# Dataset extract
——
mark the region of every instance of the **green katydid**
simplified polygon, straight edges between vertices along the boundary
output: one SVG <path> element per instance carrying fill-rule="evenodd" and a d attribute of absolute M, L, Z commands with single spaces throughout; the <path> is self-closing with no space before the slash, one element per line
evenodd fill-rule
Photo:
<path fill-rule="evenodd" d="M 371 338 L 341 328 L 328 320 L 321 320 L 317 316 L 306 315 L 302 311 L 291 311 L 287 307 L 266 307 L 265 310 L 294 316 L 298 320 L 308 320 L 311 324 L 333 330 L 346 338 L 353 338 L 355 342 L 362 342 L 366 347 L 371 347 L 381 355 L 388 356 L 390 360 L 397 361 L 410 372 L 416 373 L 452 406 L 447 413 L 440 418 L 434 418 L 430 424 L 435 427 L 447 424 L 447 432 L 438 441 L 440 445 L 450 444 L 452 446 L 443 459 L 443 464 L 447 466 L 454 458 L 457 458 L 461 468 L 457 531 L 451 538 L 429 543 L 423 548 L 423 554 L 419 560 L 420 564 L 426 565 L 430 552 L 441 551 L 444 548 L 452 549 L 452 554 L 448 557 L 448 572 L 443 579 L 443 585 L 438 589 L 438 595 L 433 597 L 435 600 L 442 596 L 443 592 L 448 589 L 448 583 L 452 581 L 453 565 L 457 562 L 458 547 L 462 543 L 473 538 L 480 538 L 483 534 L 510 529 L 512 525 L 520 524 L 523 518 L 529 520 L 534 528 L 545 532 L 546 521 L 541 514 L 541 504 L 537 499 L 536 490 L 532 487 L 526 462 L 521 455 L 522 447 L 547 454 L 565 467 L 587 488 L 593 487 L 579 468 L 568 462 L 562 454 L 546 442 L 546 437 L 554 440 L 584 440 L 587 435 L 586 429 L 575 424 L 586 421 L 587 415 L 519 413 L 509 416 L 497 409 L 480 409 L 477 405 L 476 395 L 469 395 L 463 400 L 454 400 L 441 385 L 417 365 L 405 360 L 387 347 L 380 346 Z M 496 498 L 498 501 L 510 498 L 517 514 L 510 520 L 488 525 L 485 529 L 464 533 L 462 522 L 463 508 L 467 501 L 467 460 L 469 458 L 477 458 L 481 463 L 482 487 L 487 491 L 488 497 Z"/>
——
# Task
Copy out the data above, word for word.

# Solution below
mark the region of every instance of the **green katydid**
simplified polygon, straight edges between vertices along the boundary
output: one SVG <path> element per instance carrying fill-rule="evenodd" and a d attribute of absolute M, L, Z commands with single spaces throughout; the <path> is self-closing with no space before the slash, one element per line
evenodd fill-rule
Photo:
<path fill-rule="evenodd" d="M 371 338 L 341 328 L 328 320 L 321 320 L 317 316 L 306 315 L 302 311 L 291 311 L 287 307 L 266 307 L 265 310 L 294 316 L 298 320 L 308 320 L 311 324 L 333 330 L 346 338 L 353 338 L 355 342 L 362 342 L 366 347 L 371 347 L 381 355 L 388 356 L 390 360 L 397 361 L 410 372 L 416 373 L 452 406 L 447 413 L 440 418 L 434 418 L 430 424 L 435 427 L 447 424 L 447 432 L 438 441 L 440 445 L 450 444 L 452 446 L 443 459 L 443 464 L 447 466 L 454 458 L 457 458 L 461 468 L 457 531 L 451 538 L 429 543 L 423 548 L 423 554 L 419 560 L 420 564 L 426 565 L 430 552 L 441 551 L 444 548 L 452 549 L 452 554 L 448 557 L 448 572 L 443 579 L 443 585 L 438 589 L 438 595 L 433 597 L 435 600 L 442 596 L 443 592 L 448 589 L 448 583 L 452 581 L 453 565 L 457 562 L 458 547 L 462 543 L 473 538 L 480 538 L 483 534 L 510 529 L 512 525 L 520 524 L 523 518 L 529 520 L 534 528 L 545 532 L 546 521 L 541 514 L 541 504 L 537 499 L 536 490 L 532 487 L 526 462 L 521 455 L 522 447 L 547 454 L 565 467 L 587 488 L 593 487 L 579 468 L 568 462 L 562 454 L 546 442 L 546 437 L 554 440 L 584 440 L 587 435 L 586 429 L 575 424 L 586 421 L 587 415 L 519 413 L 509 416 L 497 409 L 480 409 L 477 405 L 476 395 L 469 395 L 463 400 L 454 400 L 441 385 L 417 365 L 405 360 L 387 347 L 380 346 Z M 496 498 L 498 501 L 510 498 L 517 514 L 510 520 L 488 525 L 485 529 L 464 533 L 462 522 L 463 508 L 467 501 L 467 460 L 469 458 L 477 458 L 481 463 L 482 487 L 487 491 L 488 497 Z"/>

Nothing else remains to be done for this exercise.